The problem >>
Which lines in the items below contain the word "turquoise"? Pick out each of those lines and copy it.
────
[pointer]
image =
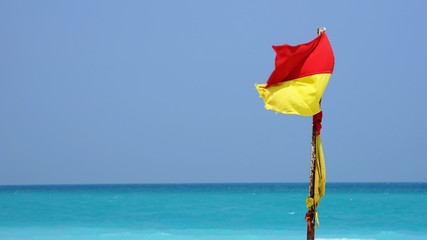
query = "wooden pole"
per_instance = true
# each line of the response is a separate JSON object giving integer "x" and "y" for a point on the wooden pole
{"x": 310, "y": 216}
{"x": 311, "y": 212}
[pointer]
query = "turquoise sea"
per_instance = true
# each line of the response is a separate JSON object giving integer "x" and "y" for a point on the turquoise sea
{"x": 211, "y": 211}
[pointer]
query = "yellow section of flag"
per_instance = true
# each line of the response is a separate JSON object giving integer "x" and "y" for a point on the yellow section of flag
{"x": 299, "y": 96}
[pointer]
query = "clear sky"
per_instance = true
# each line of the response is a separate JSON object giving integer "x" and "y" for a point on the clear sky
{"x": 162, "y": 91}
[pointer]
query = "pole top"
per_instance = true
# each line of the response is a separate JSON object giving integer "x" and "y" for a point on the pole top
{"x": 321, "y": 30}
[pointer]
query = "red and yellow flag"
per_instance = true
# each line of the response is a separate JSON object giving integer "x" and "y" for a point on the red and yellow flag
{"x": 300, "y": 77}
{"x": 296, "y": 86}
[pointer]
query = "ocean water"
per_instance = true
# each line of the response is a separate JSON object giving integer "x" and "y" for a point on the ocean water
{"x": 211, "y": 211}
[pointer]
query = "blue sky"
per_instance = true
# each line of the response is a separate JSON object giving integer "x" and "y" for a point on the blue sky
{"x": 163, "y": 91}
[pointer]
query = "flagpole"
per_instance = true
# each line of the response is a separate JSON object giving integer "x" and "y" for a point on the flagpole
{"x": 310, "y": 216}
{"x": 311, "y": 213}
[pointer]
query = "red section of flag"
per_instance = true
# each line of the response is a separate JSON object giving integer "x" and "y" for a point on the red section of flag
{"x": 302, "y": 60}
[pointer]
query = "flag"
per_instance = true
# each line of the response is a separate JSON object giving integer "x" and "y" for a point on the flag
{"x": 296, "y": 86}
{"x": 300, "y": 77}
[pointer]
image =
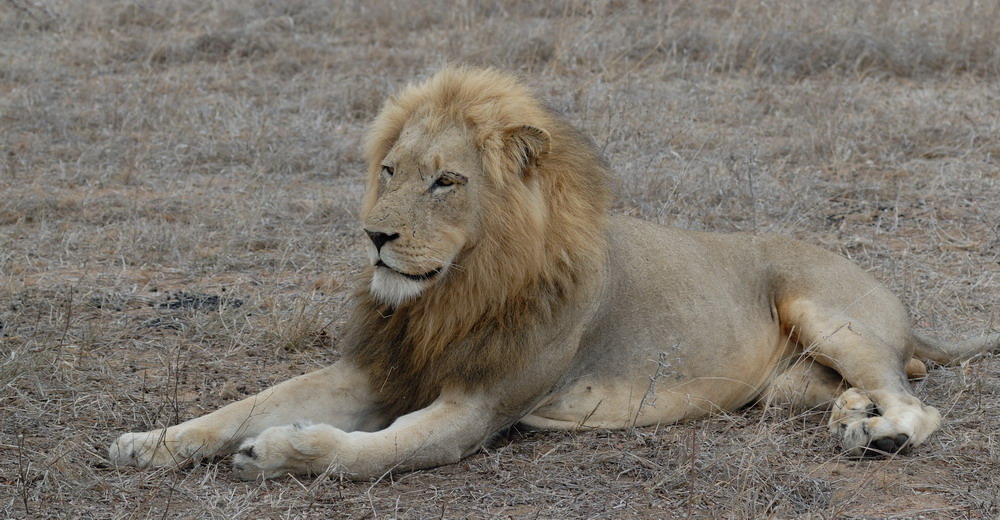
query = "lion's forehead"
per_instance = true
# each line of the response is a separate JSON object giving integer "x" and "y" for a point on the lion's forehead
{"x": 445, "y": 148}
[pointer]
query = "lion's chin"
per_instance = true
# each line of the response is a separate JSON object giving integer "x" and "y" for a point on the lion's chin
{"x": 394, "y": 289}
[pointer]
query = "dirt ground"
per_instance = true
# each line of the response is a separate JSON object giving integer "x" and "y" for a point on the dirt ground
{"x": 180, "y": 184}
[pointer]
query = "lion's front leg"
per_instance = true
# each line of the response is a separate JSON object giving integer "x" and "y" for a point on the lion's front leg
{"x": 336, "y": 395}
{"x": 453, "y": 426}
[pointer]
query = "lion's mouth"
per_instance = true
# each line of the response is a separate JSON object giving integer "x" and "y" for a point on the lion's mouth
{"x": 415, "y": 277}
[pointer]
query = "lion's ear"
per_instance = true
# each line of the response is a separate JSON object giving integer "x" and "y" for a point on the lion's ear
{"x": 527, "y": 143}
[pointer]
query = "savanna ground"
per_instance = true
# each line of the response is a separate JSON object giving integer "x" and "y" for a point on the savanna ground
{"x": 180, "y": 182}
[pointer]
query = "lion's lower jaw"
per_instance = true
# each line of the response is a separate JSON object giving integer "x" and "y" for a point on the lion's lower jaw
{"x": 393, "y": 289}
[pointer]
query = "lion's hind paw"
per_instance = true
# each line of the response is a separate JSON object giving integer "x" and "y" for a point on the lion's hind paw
────
Solution to this task >>
query = "turquoise sea"
# each line of the response is a separate JSON object giving integer "x" and "y" for a point on the turquoise sea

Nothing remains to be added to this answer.